(Images for object localization)
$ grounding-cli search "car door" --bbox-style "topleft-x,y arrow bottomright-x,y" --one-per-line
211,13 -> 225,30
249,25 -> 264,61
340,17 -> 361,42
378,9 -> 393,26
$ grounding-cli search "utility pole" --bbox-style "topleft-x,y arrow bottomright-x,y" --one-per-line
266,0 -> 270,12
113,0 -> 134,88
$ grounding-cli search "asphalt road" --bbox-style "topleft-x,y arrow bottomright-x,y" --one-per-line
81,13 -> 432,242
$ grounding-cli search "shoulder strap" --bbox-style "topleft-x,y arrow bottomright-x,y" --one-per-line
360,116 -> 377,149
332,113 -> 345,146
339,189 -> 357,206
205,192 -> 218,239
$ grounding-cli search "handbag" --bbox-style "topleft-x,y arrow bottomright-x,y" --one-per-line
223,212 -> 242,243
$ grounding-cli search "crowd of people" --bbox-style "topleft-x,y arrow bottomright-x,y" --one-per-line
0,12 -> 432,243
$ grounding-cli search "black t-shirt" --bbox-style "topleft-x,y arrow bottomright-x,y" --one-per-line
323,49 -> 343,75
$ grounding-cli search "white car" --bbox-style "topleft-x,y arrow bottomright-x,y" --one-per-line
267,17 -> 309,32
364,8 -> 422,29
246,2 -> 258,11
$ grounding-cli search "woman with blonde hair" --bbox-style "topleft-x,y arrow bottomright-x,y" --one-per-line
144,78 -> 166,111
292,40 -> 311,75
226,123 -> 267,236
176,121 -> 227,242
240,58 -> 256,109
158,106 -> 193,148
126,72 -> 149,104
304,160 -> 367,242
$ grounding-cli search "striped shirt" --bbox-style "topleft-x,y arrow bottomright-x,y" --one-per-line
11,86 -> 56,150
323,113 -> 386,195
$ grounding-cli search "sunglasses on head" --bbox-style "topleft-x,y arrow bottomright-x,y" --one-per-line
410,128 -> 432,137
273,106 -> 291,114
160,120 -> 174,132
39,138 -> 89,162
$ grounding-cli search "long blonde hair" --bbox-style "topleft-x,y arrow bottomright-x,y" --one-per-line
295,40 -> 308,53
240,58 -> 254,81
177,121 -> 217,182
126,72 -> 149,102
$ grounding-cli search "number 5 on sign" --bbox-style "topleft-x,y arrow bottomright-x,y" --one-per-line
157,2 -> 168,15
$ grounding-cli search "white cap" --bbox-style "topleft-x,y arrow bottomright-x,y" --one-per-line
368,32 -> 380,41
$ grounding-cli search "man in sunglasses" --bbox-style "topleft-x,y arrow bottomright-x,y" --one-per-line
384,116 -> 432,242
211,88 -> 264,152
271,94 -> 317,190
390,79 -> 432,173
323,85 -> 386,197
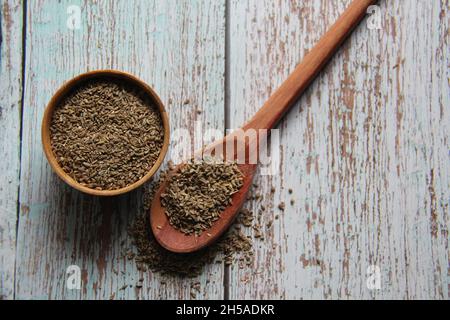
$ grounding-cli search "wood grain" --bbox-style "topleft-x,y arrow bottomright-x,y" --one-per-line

Work item: Omit the pictures, then give all the lines above again exactly.

Exercise output:
$ grounding-cli search "car door" --bbox-style "topleft-x,y arrow bottomright-x,y" --one-per-line
211,13 -> 225,30
249,25 -> 264,61
340,17 -> 361,42
378,9 -> 393,26
$ grounding-cli search "utility pole" --bbox-style "topleft-x,y arrow bottomright-x,y" --one-per-line
266,0 -> 270,12
113,0 -> 134,88
$ grounding-cli search "asphalt road" --bbox-style "topleft-x,y arrow bottomright-x,y" --one-per-line
81,13 -> 432,242
$ grounding-cli search "shoulder strap" --bbox-style "topleft-x,y arrow bottomright-x,y" --one-per-line
360,116 -> 377,149
332,113 -> 345,146
339,189 -> 357,206
205,192 -> 218,239
$ grounding-cli search "handbag" --bbox-style "topleft-x,y arrow bottomright-x,y" --one-per-line
223,212 -> 242,243
$ grounding-cli search "crowd of people" --bbox-style "topleft-x,y arrow bottomright-x,y" --one-per-line
0,12 -> 432,243
$ grounding-cli search "black t-shirt" --bbox-style "topleft-x,y arrow bottomright-x,y" --one-per-line
323,49 -> 343,75
$ grounding-cli search "white car" --bbox-style "topleft-x,y arrow bottomright-x,y" --one-per-line
267,17 -> 309,32
364,8 -> 422,29
246,2 -> 258,11
$ grounding-cli search "woman with blonde hair" --bbox-style "topleft-x,y arrow bottomright-x,y" --one-per-line
144,78 -> 166,111
292,40 -> 311,75
226,123 -> 267,236
176,121 -> 227,242
240,58 -> 256,109
158,106 -> 193,148
126,72 -> 149,104
304,160 -> 367,242
$ grounding-cli search "striped shirt" --bbox-style "topleft-x,y arrow bottomright-x,y" --one-per-line
11,86 -> 56,150
323,113 -> 386,195
$ grounding-cli search "sunglasses on head" --bbox-style "topleft-x,y arrow bottomright-x,y" --one-per-line
410,128 -> 432,137
273,106 -> 291,114
160,120 -> 174,132
39,138 -> 89,162
$ grounding-cli search "long blonde hair" --bbox-style "topleft-x,y arrow bottomright-x,y" --one-per-line
295,40 -> 308,53
240,58 -> 254,81
177,121 -> 217,182
126,72 -> 149,102
$ grounding-cli search "number 5 on sign" --bbox-style "topleft-x,y arrow bottomright-x,y" --one-per-line
157,2 -> 168,15
$ grounding-cli search "white cap" --bbox-style "topleft-x,y arrow bottomright-x,y" --one-per-line
368,32 -> 380,41
$ grounding-cli search "man in sunglasses" --bbox-style "topleft-x,y arrow bottomright-x,y" --one-per-line
384,116 -> 432,242
211,88 -> 264,152
271,94 -> 317,190
390,79 -> 432,173
323,85 -> 386,197
$ grounding-cli search "wood grain" --bbox-style "topleft-x,y arrow bottomright-x,y" --one-per-line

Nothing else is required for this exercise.